**Problem**.
From the records, return each line that has the word "below" in it.

**The data**.

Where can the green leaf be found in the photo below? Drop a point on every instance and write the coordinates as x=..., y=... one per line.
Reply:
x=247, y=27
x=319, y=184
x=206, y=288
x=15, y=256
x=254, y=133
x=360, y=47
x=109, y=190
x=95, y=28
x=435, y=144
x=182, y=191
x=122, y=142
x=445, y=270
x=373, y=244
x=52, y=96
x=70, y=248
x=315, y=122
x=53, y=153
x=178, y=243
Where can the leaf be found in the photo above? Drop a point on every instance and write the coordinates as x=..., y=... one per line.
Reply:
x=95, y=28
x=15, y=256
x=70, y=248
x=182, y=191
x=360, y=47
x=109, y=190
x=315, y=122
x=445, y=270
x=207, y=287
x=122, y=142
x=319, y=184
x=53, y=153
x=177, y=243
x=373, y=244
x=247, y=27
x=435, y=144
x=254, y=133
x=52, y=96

==

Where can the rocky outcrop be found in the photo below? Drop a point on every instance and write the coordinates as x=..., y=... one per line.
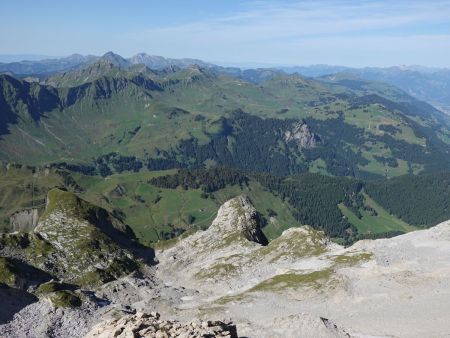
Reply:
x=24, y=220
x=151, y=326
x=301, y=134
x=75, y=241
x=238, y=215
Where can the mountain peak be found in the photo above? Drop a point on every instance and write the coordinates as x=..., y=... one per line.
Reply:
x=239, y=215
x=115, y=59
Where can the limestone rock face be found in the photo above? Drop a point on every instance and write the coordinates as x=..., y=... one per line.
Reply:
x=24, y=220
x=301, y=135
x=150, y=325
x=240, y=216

**Exercise answer**.
Where can the green leaf be found in the photo below? Drop a point on every instance and write the coordinates as x=..., y=... one per line.
Where can the rocky outcrop be found in the photo below? Drop a point on every instance and write the coordinates as x=..., y=... one per line.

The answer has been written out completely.